# Start of Quoted text
Rigidly speaking, an electrostatic capacity is not defined solely by a distance between two mutually facing electrodes or other factors thereof, but is actually affected by the properties of other electrodes and earth capacity. Practically, therefore, a proper interelectrode distance has to be experimentally determined.
FIG. 5 schematically shows the arrangement of a modification of focusing means used with an electron gun embodying this invention. This focusing means is formed of a first focusing grid 52, second focusing grid 53 and third focusing grid 54. The first focusing grid 52 is bored with three openings aligned with three electron beam paths. The second focusing grid 53 is bored, like the first focusing grid 52, with three openings aligned with three electron beam paths, and further fitted with a shield cup 57. The third focusing grid 54 is formed of an inner annular auxiliary electrode 55 disposed substantially halfway between the first and second focusing grids 52, 53 along an electron beam path and an outer annular auxiliary electrode 56 positioned coaxially with the inner annular auxiliary electrode 55 spatially to surround it. The inner annular auxiliary electrode 55 is not externally impressed with voltage. The outer annular auxiliary electrode 56 is set at a grounding potential. With the focusing means of the above-mentioned construction, the potential of the inner annular auxiliary electrode 55 is substantially defined by an electrostatic capacity generated between the first and second focusing grids 52, 53 and an electrostatic capacity produced between the inner annular auxiliary electrode 55 and outer annular auxiliary electrode 56.
The foregoing description relates to the case where this invention was applied to a uni-potential type electron gun. There will now be described by reference to FIG. 6 the case where the invention is applied to a bi-potential type electron gun. The electron gun of FIG. 6 comprises a cathode 60, first grid 61, second grid 62, first focusing grid 63 and second focusing grid 64 which are arranged in the order mentioned as counted from the cathode side, and each bored with one opening aligned with a common electron beam path. The first focusing grid 63 is formed of at least three electrodes, namely, first electrode 65, second electrode 66 and third electrode 67. With a bi-potential type electron gun constructed as described above, the second focusing grid 64 is applied with the final electron beam-accelating voltage (for example, 25 kv) of a picture tube. The second grid 62 is generally applied with voltage of about 500 v. With the ordinary bi-potential type electron gun, the first focusing grid 63 is applied with voltage of 3 to 4 kv. With a bi-potential type electron gun embodying this invention, however, it is only necessary to impress low voltage of, for example, 500 v or grounding voltage on the second electrode 66 and connect together the first and third electrodes 65, 67 disposed on both sides of the second electrode 66 with the same potential. Namely, the first and third electrodes 65, 67 are not externally impressed with any voltage. The potential of the mutually connected first and third electrodes 65, 67 is defined by the potentials of the second focusing grid 64, second electrode 66 and second grid 62 and the capacitances C 1 , C 2 , C 3 , C 4 generated between the respective electrodes (FIG. 6). The interelectrode distance is determined by the similar method to the aforementioned embodiment. Since the capacitances C 1 to C 4 vary with the shape of the corresponding electrodes, it should be defined with said variation taken into account.
With the bi-potential type electron gun of FIG. 6 embodying this invention, a sort of uni-potential electrostatic lens is formed in the first focusing grid 63. Therefore, electron beams are subjected to a certain degree of focusing while passing through the openings of the first focusing grid 63, thereby improving the focusing property of the bi-potential type electron gun of FIG. 6 over that of a similar type of electron gun in which the above-mentioned uni-potential electrostatic lens is not produced. Unless required, it is obviously possible to change that portion of the first focusing grid 63 in which the above-mentioned uni-potential electrostatic lens is produced into such shape as prevents electron beams from being focusing.
# End of Quoted text
# Start of Supplied material
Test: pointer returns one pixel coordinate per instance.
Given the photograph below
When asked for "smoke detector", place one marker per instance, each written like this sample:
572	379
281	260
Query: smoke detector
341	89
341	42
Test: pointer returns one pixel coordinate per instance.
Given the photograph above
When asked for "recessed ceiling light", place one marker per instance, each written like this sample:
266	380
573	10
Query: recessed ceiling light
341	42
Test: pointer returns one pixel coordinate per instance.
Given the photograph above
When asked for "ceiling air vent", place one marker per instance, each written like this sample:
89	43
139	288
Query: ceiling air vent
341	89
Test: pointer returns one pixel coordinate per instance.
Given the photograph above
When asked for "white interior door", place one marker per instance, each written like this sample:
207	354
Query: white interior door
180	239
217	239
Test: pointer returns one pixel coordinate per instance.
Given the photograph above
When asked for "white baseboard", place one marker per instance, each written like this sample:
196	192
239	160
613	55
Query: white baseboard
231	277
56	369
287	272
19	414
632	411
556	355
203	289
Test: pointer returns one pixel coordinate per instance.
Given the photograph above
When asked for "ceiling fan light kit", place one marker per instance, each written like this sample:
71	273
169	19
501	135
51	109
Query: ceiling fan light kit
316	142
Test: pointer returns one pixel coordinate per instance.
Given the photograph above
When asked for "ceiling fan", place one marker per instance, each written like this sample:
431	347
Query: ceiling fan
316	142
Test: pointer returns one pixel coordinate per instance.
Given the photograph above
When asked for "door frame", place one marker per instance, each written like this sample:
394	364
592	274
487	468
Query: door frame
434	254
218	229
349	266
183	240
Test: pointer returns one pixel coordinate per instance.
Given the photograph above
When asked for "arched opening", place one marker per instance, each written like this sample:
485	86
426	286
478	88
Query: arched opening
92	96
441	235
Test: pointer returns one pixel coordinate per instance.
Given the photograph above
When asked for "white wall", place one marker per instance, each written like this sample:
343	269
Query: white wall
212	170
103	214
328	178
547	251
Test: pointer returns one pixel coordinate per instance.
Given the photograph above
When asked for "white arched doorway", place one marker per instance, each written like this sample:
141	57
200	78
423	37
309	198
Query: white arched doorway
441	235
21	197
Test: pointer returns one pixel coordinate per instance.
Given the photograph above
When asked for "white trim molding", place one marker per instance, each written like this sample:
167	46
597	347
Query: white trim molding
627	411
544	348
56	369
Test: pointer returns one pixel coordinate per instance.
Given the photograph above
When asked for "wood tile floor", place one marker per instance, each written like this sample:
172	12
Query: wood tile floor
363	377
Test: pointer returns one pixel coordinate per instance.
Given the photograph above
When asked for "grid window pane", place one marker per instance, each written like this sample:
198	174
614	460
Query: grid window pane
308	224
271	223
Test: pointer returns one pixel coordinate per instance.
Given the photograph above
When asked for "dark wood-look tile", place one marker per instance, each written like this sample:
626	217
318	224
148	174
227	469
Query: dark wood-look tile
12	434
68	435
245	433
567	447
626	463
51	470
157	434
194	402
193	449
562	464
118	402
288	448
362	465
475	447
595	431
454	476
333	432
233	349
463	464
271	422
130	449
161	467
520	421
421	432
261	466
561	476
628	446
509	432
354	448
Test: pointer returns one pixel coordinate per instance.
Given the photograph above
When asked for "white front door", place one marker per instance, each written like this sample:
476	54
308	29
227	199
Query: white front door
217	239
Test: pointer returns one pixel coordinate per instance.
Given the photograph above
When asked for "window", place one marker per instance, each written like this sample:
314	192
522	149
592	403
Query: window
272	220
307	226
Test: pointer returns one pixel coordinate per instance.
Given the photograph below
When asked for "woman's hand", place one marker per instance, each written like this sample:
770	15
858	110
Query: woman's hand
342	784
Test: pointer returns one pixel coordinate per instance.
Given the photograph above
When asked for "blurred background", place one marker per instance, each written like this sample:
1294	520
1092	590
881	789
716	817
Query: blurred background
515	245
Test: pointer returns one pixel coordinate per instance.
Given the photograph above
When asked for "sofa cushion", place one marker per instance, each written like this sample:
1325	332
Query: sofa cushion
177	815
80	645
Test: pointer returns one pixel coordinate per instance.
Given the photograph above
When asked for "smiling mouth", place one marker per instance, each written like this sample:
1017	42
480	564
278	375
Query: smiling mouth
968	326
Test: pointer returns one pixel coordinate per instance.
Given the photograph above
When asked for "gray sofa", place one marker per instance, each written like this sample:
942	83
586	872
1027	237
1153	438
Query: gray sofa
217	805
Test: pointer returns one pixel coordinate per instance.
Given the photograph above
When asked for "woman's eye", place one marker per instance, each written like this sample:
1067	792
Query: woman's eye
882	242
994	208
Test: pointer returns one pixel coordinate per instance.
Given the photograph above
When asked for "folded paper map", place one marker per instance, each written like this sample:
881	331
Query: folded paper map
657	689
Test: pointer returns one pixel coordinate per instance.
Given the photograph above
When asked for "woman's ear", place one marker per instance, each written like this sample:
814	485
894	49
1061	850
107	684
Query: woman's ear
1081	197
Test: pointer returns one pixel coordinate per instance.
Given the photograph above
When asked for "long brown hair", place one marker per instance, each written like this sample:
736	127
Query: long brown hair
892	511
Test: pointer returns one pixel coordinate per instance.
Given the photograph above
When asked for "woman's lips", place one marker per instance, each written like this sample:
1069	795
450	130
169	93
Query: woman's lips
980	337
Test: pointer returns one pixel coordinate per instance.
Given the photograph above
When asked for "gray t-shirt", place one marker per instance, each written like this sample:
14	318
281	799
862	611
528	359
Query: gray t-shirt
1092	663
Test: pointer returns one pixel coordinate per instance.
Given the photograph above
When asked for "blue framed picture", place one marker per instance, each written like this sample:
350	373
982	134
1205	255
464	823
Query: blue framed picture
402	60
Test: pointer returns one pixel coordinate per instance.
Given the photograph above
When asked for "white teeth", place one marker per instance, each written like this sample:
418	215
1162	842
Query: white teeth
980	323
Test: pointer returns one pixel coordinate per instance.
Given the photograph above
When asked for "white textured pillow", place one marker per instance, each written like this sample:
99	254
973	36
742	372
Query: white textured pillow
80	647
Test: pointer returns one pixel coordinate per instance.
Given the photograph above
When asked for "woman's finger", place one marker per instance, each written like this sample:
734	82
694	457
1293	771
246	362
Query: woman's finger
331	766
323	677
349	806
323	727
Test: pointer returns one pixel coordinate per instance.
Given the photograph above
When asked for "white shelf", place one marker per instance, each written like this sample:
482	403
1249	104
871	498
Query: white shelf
# End of Supplied material
Work instructions:
From the electron gun text:
1. What potential is the outer annular auxiliary electrode 56 set at?
2. About what voltage is the second grid 62 generally given?
3. What kind of lens forms in the first focusing grid 63 of the FIG. 6 gun?
Answer from the electron gun text alone, without drawing on the lines.

Reply to the task:
1. A grounding potential.
2. About 500 v.
3. A sort of uni-potential electrostatic lens.